───── Text to read ─────
Warrnambool College is a government high school (years 7–12) in the regional town of Warrnambool in south-west Victoria, Australia.

The school now known as Warrnambool College started out in 1907 as Warrnambool Agricultural High School.  After a number of changes, the school opened as Warrnambool College in 1995 after the merger of Warrnambool Secondary College and Warrnambool North Secondary College.

Warrnambool College consists of two campuses. The main campus, which comprises the majority of the school community, is located in an extensive set of school buildings on Grafton Road, near the Warrnambool racecourse. The second campus, called the WAVE school, is an alternative educational setting for students who have had difficulty fitting into mainstream education. It is located in west Warrnambool.
───── Records provided ─────
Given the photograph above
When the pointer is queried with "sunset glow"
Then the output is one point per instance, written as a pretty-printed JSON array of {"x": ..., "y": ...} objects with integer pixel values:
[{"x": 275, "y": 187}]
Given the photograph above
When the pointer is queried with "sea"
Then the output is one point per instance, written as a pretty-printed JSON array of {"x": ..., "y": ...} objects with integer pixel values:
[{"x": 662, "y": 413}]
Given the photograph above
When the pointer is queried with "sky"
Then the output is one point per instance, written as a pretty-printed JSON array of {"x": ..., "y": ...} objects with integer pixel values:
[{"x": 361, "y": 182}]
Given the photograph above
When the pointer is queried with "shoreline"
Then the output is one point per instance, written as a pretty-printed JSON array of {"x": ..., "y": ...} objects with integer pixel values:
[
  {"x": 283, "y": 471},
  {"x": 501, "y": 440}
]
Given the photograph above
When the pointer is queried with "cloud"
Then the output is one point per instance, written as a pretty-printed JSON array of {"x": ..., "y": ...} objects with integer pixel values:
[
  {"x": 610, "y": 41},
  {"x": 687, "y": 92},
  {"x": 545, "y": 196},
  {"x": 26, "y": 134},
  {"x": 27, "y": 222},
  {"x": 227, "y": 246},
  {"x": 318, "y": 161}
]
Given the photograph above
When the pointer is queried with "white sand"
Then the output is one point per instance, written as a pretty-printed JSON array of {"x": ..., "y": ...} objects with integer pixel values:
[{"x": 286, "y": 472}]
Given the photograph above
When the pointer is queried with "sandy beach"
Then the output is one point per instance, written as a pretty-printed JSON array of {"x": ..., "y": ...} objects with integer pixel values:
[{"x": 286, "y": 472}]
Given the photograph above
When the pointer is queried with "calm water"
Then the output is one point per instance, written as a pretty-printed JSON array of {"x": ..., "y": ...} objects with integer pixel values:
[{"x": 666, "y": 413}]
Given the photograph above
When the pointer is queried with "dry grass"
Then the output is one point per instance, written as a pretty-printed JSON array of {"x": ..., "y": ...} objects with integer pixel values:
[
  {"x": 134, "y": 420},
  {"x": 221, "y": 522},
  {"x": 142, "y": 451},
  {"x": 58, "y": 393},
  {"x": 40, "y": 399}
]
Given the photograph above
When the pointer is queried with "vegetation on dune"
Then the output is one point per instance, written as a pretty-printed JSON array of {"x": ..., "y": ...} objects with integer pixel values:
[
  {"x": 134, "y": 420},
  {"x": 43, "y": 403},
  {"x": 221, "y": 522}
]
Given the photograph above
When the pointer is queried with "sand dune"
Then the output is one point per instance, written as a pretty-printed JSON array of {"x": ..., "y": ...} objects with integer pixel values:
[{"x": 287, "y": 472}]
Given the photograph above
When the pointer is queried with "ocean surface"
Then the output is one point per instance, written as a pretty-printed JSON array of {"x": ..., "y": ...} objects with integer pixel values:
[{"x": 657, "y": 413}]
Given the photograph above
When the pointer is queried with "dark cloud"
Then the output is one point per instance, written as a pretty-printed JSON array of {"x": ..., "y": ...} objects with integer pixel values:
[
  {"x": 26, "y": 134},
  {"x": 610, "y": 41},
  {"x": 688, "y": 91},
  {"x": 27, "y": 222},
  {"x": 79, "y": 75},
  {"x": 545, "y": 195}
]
─────
**What to work on:**
[1] Duplicate the passage from the Warrnambool College text between "The school now" and "in west Warrnambool.", inclusive.
[2] Go on with the text about Warrnambool College, picking up after its final sentence.

**Answers to the exercise:**
[1]
The school now known as Warrnambool College started out in 1907 as Warrnambool Agricultural High School.  After a number of changes, the school opened as Warrnambool College in 1995 after the merger of Warrnambool Secondary College and Warrnambool North Secondary College.

Warrnambool College consists of two campuses. The main campus, which comprises the majority of the school community, is located in an extensive set of school buildings on Grafton Road, near the Warrnambool racecourse. The second campus, called the WAVE school, is an alternative educational setting for students who have had difficulty fitting into mainstream education. It is located in west Warrnambool.

[2]
Houses 
In 2011 Warrnambool College introduced a pastoral care system through six houses: Belfast, Childers, Flagstaff, Hopkins, Logans and Merri. These houses are named after local colonial named landmarks in the region, including the Merri and Hopkins Rivers Every year, a "celebration day" is held for each house, at different times of the year, in order to raise money for each house's charity, which are as follows:

Hopkins: Francis Foundation

Merri: Taksenkangbloung Community Centre

Childers: Daffodil Day

Belfast: Gillin Boys Foundation

Flagstaff: Leila Rose Foundation

Logans: Warrnambool & District Food Share

School profile 
Warrnambool College hosts a campus of the Clontarf Football Academy for male indigenous students. The staffing profile for the school (as at 2014) was - principal and two assistant principals, 85 full-time-equivalent teachers and 30 full-time-equivalent education support staff.

School colours 
The Warrnambool College school colours are navy blue, white and green, as displayed in the school uniform.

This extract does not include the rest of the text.